_Apply what you read_
a: Summarize the passage on workplace eye safety in two sentences.
b: Answer these questions from the passage on workplace eye safety, one answer per line.
(i) What should you always do before removing your safety glasses?
(ii) Besides eliminating noticeable hazards before they begin, what can workers use?
(iii) What habit can seeing a sign remind people to correct?
c: Copy out the part of the passage on workplace eye safety that runs from "Workplace safety practices" to "free of debris.".

Workplace safety practices may be things you do out of habit, but as a quick reminder, never rub your eyes with dusty gloves, dirty hands or a shirt full of shrapnel. Right away, those elements can irritate your eyes and create a more severe problem. Clean your eyewear several times throughout the day, and always brush yourself off before removing your safety glasses. It’s also a good idea to keep your work areas clean and free of debris.
Making sure everyone understands potential eye dangers in a work zone or other specific areas can prevent future injuries. If your employees know about the proper protection they must wear before working, you can create a safe environment. Workers can also eliminate noticeable hazards before they begin, as well as use machine-guarding work screens. Preventive measures include:
- Assure all employees know how to use the tools
- Eliminate objects from unstable or falling areas
- Ensure each tool and piece of machinery works
- Identify hazardous spots at the construction site before working
- Make sure all safety features of equipment are in place
- Minimize the number of bystanders near dangerous areas
No matter if you are working in a zone or are passing through an area where eye hazards can occur, use proper eye protection wherever there is a chance of injury. You can even use signage and make announcements to reinforce eye safety. Sometimes it is a force of habit to put your glasses on top of your head but seeing a sign can be a constant reminder to put them back in place.

_Data listing_
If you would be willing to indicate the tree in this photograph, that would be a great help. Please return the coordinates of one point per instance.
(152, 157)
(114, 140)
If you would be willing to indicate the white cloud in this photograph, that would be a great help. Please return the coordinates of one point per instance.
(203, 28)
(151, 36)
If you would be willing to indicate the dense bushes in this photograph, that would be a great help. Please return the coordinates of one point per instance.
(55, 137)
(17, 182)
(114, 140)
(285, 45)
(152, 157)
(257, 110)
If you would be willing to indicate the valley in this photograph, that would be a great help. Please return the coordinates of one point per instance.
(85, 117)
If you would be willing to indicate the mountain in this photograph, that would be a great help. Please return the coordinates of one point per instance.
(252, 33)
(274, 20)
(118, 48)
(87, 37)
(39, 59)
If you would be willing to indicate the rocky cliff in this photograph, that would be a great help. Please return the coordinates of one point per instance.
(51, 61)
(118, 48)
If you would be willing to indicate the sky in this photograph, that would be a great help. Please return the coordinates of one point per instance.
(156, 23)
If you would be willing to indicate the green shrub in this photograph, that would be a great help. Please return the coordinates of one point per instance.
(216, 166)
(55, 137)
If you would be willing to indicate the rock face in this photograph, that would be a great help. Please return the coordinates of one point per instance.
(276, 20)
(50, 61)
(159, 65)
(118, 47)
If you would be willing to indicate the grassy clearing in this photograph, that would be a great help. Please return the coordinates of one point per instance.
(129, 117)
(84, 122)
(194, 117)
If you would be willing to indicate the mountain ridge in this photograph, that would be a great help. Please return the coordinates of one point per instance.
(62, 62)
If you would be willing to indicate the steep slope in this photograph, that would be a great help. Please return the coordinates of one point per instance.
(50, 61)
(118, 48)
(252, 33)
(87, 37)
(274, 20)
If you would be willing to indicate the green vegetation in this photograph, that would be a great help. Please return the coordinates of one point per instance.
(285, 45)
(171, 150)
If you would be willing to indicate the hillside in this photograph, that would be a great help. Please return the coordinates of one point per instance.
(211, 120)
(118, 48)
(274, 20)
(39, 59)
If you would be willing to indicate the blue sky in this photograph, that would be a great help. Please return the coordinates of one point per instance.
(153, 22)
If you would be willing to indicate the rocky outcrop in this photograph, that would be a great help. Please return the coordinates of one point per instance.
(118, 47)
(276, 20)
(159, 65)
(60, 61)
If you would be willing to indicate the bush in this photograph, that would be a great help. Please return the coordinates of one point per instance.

_Solutions for each task_
a: The passage warns against rubbing your eyes with dusty gloves, dirty hands or a debris-covered shirt, and it advises cleaning eyewear several times a day, brushing off before removing safety glasses and keeping work areas free of debris. It says that making sure workers understand eye hazards and required protection, taking preventive measures, and using signs and announcements can prevent injuries and create a safe environment.

b:
(i) Brush yourself off.
(ii) Machine-guarding work screens.
(iii) The habit of putting glasses on top of the head, since the sign reminds them to put the glasses back in place.

c:
Workplace safety practices may be things you do out of habit, but as a quick reminder, never rub your eyes with dusty gloves, dirty hands or a shirt full of shrapnel. Right away, those elements can irritate your eyes and create a more severe problem. Clean your eyewear several times throughout the day, and always brush yourself off before removing your safety glasses. It’s also a good idea to keep your work areas clean and free of debris.